[WHAT IS NEEDED] Copy all of the material below, substituting "occurrence" for every "instance" and leaving everything else unchanged.

....................

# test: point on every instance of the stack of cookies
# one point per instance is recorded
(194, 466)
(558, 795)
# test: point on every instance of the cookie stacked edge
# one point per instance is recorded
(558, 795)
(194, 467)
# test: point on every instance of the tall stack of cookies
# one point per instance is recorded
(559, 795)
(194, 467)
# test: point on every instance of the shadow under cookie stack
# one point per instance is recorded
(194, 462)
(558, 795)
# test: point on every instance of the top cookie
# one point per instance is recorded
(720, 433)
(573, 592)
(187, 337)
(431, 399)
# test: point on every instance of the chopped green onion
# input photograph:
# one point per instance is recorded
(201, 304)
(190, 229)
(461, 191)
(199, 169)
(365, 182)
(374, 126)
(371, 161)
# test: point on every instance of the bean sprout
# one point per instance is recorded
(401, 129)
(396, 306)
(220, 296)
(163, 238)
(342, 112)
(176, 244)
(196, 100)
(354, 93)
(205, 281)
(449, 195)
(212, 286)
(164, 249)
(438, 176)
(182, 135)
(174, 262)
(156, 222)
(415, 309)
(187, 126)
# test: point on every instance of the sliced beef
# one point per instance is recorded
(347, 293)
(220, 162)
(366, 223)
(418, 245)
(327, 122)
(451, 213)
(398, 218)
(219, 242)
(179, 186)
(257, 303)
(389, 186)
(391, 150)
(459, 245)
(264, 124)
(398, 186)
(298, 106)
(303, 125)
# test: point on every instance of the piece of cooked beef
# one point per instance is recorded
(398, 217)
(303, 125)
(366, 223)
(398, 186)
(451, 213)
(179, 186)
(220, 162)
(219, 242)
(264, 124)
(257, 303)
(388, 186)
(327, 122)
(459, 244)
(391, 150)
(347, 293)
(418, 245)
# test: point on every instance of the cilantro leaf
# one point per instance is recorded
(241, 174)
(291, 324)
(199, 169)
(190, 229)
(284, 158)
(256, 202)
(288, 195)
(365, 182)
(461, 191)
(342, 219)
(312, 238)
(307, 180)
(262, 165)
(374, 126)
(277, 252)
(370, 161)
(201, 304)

....................

[WRITTEN SOLUTION]
# test: point on every occurrence of the stack of cookies
# one point per occurrence is recorded
(194, 466)
(558, 795)
# test: point on every occurrence of the cookie stacked edge
# one point per occurrence is recorded
(558, 795)
(194, 467)
# test: point on every occurrence of the tall stack of cookies
# one point per occurrence is recorded
(559, 795)
(194, 467)
# test: point on every occurrence of the shadow under cookie stack
# one point per occurrence is recorded
(194, 462)
(558, 795)
# test: point on every occurrence of the top cookie
# one point per occurrence is recorded
(720, 433)
(573, 592)
(187, 337)
(431, 399)
# test: point on every occurrence of the chopped green onion
# input photograph:
# one point per occurrence is recorded
(201, 304)
(190, 229)
(461, 191)
(199, 169)
(365, 182)
(374, 126)
(371, 161)
# test: point on every occurrence of the bean sprout
# one point per occurrence is recorded
(401, 129)
(396, 306)
(220, 296)
(163, 238)
(342, 112)
(176, 244)
(196, 100)
(354, 93)
(205, 281)
(449, 195)
(212, 286)
(164, 249)
(438, 176)
(182, 135)
(174, 262)
(156, 222)
(415, 309)
(187, 126)
# test: point on every occurrence of the sliced beef
# one point per occurrence is recorded
(347, 293)
(220, 162)
(366, 223)
(418, 245)
(327, 122)
(451, 213)
(398, 218)
(219, 242)
(179, 186)
(257, 303)
(389, 186)
(391, 150)
(459, 245)
(264, 124)
(398, 186)
(298, 106)
(303, 125)
# test: point on every occurrence of the piece of cooked beef
# one point per occurrence is recorded
(398, 217)
(303, 125)
(366, 223)
(398, 186)
(451, 213)
(179, 186)
(220, 162)
(219, 242)
(264, 124)
(257, 303)
(388, 186)
(327, 122)
(459, 244)
(391, 150)
(347, 293)
(418, 245)
# test: point on every occurrence of the cilantro leaf
# one point per occurrence is recorded
(241, 174)
(291, 324)
(199, 169)
(190, 229)
(284, 158)
(256, 202)
(288, 195)
(365, 182)
(461, 191)
(342, 219)
(312, 238)
(307, 180)
(262, 165)
(374, 126)
(277, 252)
(370, 161)
(201, 304)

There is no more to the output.